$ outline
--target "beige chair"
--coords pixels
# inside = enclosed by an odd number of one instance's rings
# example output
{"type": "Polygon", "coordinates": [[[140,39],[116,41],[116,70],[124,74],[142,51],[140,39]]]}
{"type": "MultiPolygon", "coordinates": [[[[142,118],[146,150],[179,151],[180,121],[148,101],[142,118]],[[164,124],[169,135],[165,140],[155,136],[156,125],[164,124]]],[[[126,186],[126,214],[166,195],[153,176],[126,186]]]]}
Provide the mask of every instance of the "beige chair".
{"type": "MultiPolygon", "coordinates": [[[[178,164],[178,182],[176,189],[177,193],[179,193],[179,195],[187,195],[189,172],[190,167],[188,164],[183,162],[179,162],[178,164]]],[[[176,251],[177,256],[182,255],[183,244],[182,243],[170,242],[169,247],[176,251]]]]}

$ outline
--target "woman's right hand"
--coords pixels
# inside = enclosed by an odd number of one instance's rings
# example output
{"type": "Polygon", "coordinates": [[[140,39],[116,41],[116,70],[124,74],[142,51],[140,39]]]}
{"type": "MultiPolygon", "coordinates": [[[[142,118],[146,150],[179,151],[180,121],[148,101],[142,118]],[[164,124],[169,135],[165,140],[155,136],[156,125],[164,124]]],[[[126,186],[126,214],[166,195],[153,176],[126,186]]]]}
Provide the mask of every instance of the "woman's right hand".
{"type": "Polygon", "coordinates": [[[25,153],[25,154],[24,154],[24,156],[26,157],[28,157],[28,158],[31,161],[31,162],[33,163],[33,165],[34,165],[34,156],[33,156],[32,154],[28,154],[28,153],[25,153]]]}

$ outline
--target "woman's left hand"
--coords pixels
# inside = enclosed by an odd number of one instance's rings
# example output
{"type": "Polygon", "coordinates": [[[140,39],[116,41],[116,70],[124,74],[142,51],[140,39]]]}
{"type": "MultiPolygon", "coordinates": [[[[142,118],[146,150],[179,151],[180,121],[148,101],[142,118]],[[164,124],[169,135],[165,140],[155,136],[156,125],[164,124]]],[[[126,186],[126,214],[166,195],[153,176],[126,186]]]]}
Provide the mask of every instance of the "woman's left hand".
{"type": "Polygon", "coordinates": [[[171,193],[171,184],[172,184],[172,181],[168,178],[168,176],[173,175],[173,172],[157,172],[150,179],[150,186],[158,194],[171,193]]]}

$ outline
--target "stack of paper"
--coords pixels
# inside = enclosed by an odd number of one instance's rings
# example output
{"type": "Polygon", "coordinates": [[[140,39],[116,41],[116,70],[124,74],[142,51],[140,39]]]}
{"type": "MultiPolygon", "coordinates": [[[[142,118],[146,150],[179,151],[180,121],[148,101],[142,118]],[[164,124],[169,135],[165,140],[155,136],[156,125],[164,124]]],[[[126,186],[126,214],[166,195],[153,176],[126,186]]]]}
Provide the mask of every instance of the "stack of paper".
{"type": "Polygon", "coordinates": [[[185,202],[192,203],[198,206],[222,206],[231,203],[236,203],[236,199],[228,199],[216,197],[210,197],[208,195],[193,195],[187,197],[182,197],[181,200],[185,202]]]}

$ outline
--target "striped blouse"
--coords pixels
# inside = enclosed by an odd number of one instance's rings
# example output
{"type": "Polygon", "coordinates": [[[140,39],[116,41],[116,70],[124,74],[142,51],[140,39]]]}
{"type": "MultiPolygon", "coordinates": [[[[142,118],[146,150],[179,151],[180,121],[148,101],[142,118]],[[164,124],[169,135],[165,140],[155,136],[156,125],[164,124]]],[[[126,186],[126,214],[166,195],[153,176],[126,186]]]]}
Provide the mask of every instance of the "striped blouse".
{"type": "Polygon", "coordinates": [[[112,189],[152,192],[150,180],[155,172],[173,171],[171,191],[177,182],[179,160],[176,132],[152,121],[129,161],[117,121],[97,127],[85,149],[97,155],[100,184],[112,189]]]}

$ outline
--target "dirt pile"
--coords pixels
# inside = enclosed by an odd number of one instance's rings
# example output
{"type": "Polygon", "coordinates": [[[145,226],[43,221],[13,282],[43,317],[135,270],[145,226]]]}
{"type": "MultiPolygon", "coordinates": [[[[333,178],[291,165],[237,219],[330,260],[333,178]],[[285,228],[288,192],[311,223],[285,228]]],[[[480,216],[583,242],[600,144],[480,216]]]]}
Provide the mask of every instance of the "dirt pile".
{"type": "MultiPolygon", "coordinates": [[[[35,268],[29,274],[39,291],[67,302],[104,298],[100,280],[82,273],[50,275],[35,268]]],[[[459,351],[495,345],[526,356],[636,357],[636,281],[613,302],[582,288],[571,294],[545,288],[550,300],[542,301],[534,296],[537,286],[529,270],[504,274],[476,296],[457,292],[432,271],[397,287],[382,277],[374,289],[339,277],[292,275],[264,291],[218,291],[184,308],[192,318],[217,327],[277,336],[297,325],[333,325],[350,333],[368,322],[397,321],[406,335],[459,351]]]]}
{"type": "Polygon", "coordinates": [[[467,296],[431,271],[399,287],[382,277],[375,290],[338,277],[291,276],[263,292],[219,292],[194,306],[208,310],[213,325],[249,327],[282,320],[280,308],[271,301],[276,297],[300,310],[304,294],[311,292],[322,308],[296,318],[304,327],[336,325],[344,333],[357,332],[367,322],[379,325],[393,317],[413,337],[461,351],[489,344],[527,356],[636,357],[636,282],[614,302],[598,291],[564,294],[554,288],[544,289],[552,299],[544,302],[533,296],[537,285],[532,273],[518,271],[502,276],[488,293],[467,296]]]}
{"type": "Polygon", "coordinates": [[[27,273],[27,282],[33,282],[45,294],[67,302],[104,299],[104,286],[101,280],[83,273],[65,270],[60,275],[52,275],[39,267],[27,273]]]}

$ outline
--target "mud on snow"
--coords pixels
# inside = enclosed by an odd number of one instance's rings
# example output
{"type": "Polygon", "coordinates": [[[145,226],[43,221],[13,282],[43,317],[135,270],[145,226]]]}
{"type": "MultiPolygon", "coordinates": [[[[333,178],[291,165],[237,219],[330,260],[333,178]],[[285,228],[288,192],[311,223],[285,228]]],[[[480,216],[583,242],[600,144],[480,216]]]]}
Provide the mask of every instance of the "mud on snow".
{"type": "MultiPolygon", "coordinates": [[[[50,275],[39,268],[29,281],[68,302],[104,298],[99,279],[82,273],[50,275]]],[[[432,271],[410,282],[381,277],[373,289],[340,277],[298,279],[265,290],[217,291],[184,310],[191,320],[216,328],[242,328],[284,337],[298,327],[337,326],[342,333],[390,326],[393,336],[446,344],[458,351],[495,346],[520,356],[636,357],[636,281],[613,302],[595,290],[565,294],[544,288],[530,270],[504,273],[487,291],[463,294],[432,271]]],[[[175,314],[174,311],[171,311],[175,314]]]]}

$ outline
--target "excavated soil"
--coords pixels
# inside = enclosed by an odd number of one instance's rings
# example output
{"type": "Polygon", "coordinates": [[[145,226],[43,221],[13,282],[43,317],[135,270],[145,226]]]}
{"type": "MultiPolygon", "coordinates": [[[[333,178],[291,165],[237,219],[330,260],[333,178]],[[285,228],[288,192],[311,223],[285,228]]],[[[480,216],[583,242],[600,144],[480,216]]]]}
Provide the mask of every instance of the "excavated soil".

########################################

Transcribe the material above word for word.

$ outline
--target "beige chair"
--coords pixels
# inside = enclosed by an odd number of one instance's rings
# example output
{"type": "Polygon", "coordinates": [[[140,39],[116,41],[116,70],[124,74],[142,51],[140,39]]]}
{"type": "MultiPolygon", "coordinates": [[[[142,118],[146,150],[179,151],[180,121],[148,101],[142,118]],[[164,124],[169,135],[165,140],[155,136],[156,125],[164,124]]],[[[126,186],[126,214],[166,195],[153,176],[126,186]]]]}
Provide the mask of every instance of the "beige chair".
{"type": "MultiPolygon", "coordinates": [[[[178,164],[178,182],[176,189],[177,193],[179,193],[179,195],[187,195],[189,172],[190,167],[188,164],[183,162],[179,162],[178,164]]],[[[176,251],[177,256],[182,255],[183,244],[182,243],[170,242],[169,247],[176,251]]]]}

$ outline
--target "woman's right hand"
--coords pixels
# inside = enclosed by an odd number of one instance's rings
# example output
{"type": "Polygon", "coordinates": [[[140,39],[116,41],[116,70],[124,74],[142,51],[140,39]]]}
{"type": "MultiPolygon", "coordinates": [[[[142,118],[146,150],[179,151],[180,121],[148,101],[142,118]],[[164,124],[169,135],[165,140],[155,136],[156,125],[164,124]]],[[[126,186],[126,214],[166,195],[153,176],[126,186]]]]}
Provide the mask of every instance of the "woman's right hand".
{"type": "Polygon", "coordinates": [[[25,153],[25,154],[24,154],[24,156],[26,157],[28,157],[28,158],[31,161],[31,162],[33,163],[33,165],[34,165],[34,156],[33,156],[32,154],[28,154],[28,153],[25,153]]]}

$ outline
--target "woman's left hand"
--coords pixels
# inside = enclosed by an odd number of one instance's rings
# example output
{"type": "Polygon", "coordinates": [[[140,39],[116,41],[116,70],[124,74],[142,51],[140,39]]]}
{"type": "MultiPolygon", "coordinates": [[[[142,118],[146,150],[179,151],[180,121],[148,101],[142,118]],[[164,124],[169,135],[165,140],[155,136],[156,125],[164,124]]],[[[126,186],[126,214],[166,195],[153,176],[126,186]]]]}
Provide the mask of every instance of the "woman's left hand".
{"type": "Polygon", "coordinates": [[[171,193],[171,184],[172,184],[172,181],[168,178],[168,176],[173,175],[173,172],[157,172],[150,179],[150,186],[158,194],[171,193]]]}

$ outline
--target "stack of paper"
--coords pixels
# inside = enclosed by an odd number of one instance's rings
# example output
{"type": "Polygon", "coordinates": [[[140,39],[116,41],[116,70],[124,74],[142,51],[140,39]]]}
{"type": "MultiPolygon", "coordinates": [[[[142,118],[146,150],[179,151],[180,121],[148,101],[142,118]],[[164,124],[169,135],[165,140],[155,136],[156,125],[164,124]]],[[[126,186],[126,214],[166,195],[153,176],[126,186]]]]}
Provide the mask of every instance of the "stack of paper".
{"type": "Polygon", "coordinates": [[[185,202],[192,203],[198,206],[222,206],[231,203],[236,203],[236,199],[228,199],[216,197],[210,197],[208,195],[193,195],[187,197],[182,197],[181,200],[185,202]]]}

$ outline
--target "striped blouse"
--coords pixels
# inside = enclosed by an odd number of one instance's rings
# example output
{"type": "Polygon", "coordinates": [[[140,39],[116,41],[116,70],[124,74],[142,51],[140,39]]]}
{"type": "MultiPolygon", "coordinates": [[[[142,118],[146,150],[179,151],[180,121],[148,101],[142,118]],[[164,124],[169,135],[165,140],[155,136],[156,125],[164,124]]],[[[126,186],[126,214],[166,195],[153,176],[126,186]]]]}
Provide the mask of every instance of the "striped blouse".
{"type": "Polygon", "coordinates": [[[112,189],[152,192],[150,180],[155,172],[173,171],[171,191],[177,182],[179,160],[176,132],[152,121],[129,161],[117,121],[97,127],[85,149],[97,155],[100,184],[112,189]]]}

$ outline
--target "dirt pile"
--coords pixels
# inside = enclosed by an odd number of one instance's rings
# example output
{"type": "Polygon", "coordinates": [[[145,226],[43,221],[13,282],[43,317],[135,270],[145,226]]]}
{"type": "MultiPolygon", "coordinates": [[[[333,178],[291,165],[237,219],[330,260],[333,178]],[[285,228],[288,192],[311,223],[285,228]]],[[[480,216],[583,242],[600,144],[480,216]]]]}
Provide the mask of every instance of the "dirt pile".
{"type": "MultiPolygon", "coordinates": [[[[35,268],[29,274],[39,291],[67,302],[104,298],[100,280],[82,273],[50,275],[35,268]]],[[[459,351],[495,345],[526,356],[636,357],[636,281],[613,302],[582,288],[571,294],[545,288],[550,300],[542,301],[534,296],[537,286],[529,270],[504,274],[476,296],[457,292],[432,271],[397,287],[382,277],[374,289],[339,277],[292,275],[264,291],[218,291],[184,308],[192,318],[217,327],[277,336],[297,325],[333,325],[350,333],[368,322],[397,321],[406,335],[459,351]]]]}
{"type": "Polygon", "coordinates": [[[467,296],[431,271],[399,287],[382,277],[375,290],[338,277],[291,276],[263,292],[219,292],[194,306],[208,310],[213,325],[249,327],[282,320],[280,308],[271,301],[276,297],[300,310],[304,294],[311,292],[322,308],[296,318],[304,327],[336,325],[344,333],[357,332],[367,322],[379,325],[393,317],[413,337],[461,351],[489,344],[527,356],[636,357],[636,282],[614,302],[598,291],[564,294],[554,288],[544,289],[552,299],[544,302],[533,296],[537,285],[532,273],[518,271],[502,276],[488,293],[467,296]]]}
{"type": "Polygon", "coordinates": [[[27,273],[27,282],[33,282],[45,294],[67,302],[104,299],[104,286],[101,280],[83,273],[65,270],[60,275],[52,275],[39,267],[27,273]]]}

$ outline
--target "mud on snow"
--coords pixels
# inside = enclosed by an odd number of one instance's rings
# example output
{"type": "Polygon", "coordinates": [[[145,226],[43,221],[13,282],[43,317],[135,270],[145,226]]]}
{"type": "MultiPolygon", "coordinates": [[[[333,178],[291,165],[237,219],[330,260],[333,178]],[[285,228],[288,192],[311,223],[285,228]]],[[[480,216],[583,242],[600,144],[480,216]]]]}
Provide the mask of every instance of the "mud on snow".
{"type": "MultiPolygon", "coordinates": [[[[50,275],[39,268],[29,281],[68,302],[104,298],[99,279],[82,273],[50,275]]],[[[432,271],[410,282],[381,277],[373,289],[340,277],[298,279],[265,290],[217,291],[184,310],[191,320],[216,328],[242,328],[284,337],[298,327],[337,326],[342,333],[390,326],[393,336],[446,344],[458,351],[495,346],[520,356],[636,357],[636,281],[613,302],[595,290],[565,294],[544,288],[530,270],[504,273],[487,291],[463,294],[432,271]]],[[[175,314],[174,311],[171,311],[175,314]]]]}

$ outline
--target "excavated soil"
--coords pixels
# inside = enclosed by an odd number of one instance's rings
# example output
{"type": "Polygon", "coordinates": [[[145,226],[43,221],[13,282],[43,317],[135,270],[145,226]]]}
{"type": "MultiPolygon", "coordinates": [[[[333,178],[291,165],[237,219],[330,260],[333,178]],[[285,228],[288,192],[311,223],[285,228]]],[[[480,216],[583,242],[600,144],[480,216]]]]}
Provide the mask of every instance of the "excavated soil".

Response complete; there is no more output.